*Information shown:*

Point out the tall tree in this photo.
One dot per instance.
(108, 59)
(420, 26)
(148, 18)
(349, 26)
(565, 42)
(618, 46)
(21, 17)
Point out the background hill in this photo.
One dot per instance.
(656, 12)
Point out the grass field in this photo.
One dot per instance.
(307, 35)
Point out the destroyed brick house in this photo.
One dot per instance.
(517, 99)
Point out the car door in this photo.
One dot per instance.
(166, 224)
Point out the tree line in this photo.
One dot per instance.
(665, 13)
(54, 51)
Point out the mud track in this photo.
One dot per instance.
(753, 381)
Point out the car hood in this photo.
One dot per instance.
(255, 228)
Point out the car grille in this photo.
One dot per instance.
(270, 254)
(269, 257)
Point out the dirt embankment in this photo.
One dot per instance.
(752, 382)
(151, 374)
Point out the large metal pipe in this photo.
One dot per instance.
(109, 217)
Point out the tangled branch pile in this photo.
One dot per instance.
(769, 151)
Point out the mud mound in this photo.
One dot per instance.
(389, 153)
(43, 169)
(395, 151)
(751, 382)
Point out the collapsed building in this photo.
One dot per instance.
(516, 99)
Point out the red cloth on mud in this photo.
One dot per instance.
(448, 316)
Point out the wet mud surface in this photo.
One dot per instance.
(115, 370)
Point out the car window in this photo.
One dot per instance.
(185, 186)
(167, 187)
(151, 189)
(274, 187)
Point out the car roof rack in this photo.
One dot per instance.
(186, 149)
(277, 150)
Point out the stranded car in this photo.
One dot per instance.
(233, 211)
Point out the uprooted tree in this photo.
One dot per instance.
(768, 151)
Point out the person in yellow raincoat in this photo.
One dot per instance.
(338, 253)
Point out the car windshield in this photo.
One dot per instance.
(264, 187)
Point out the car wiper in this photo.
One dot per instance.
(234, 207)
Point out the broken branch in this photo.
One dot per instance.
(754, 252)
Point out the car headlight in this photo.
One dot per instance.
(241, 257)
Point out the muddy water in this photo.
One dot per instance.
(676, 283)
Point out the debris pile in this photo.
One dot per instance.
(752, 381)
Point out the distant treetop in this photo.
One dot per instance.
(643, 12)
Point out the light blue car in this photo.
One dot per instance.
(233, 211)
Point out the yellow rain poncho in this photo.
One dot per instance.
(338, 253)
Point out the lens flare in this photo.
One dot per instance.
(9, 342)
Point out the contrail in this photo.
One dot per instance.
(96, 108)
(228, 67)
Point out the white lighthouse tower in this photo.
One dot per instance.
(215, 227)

*What to work on:*
Rewrite all of the items above, replacing each occurrence of "Point out" with "Mark" and leaving every other word unchanged.

*Full answer:*
Mark the tall tree in this photo.
One dot per instance.
(108, 59)
(420, 26)
(148, 18)
(349, 26)
(565, 42)
(618, 46)
(21, 17)
Mark the background hill in this photo.
One dot per instance.
(656, 12)
Mark the grass field in this photo.
One dot per instance.
(307, 35)
Mark the destroyed brick house in this photo.
One dot per instance.
(517, 99)
Mark the car door in this photo.
One dot per instance.
(166, 224)
Mark the tree line in this photo.
One dot per instance.
(665, 13)
(54, 51)
Mark the mud track in this photo.
One dot per instance.
(753, 381)
Mark the car hood in this photo.
One dot per instance.
(255, 228)
Mark the car grille in this photo.
One dot per instance.
(270, 254)
(269, 257)
Mark the dirt embankment in this photo.
One dot per instance.
(752, 382)
(151, 374)
Mark the large metal pipe in this photo.
One dot per instance.
(109, 217)
Mark the tangled branch pile in this photo.
One dot per instance.
(769, 151)
Mark the mud mound in this photo.
One dot per instance.
(389, 153)
(43, 169)
(395, 151)
(751, 382)
Mark the collapsed building in this photo.
One dot per instance.
(516, 99)
Mark the red cloth on mud in this photo.
One dot per instance.
(448, 316)
Mark the wet mud surface in this photo.
One dot per instance.
(115, 370)
Mark the car window in this photo.
One dot per instance.
(185, 186)
(167, 187)
(151, 189)
(274, 187)
Mark the car roof rack in this photo.
One dot per instance.
(186, 149)
(277, 150)
Mark the stranded car in this photo.
One dot per instance.
(233, 211)
Mark the uprooted tree in this photo.
One dot per instance.
(768, 151)
Mark the person in yellow raincoat in this photo.
One dot per instance.
(338, 253)
Mark the car windshield in this photo.
One dot per instance.
(264, 187)
Mark the car wiper in this photo.
One dot per instance.
(234, 207)
Mark the broken branch in this photo.
One dot per instance.
(754, 252)
Mark the car headlight in this photo.
One dot per instance.
(241, 257)
Mark the muddy water in this photo.
One dot per instance.
(676, 283)
Mark the debris pile in this photo.
One dot per instance.
(752, 381)
Mark the distant treetop in this photo.
One dot per instance.
(643, 12)
Mark the light blue car in this photo.
One dot per instance.
(233, 211)
Mark the yellow rain poncho in this photo.
One dot per instance.
(338, 253)
Mark the lens flare in this photo.
One dot per instance.
(9, 342)
Mark the contrail in this photo.
One dot per instance.
(96, 108)
(228, 67)
Mark the white lighthouse tower in this photo.
One dot per instance.
(215, 227)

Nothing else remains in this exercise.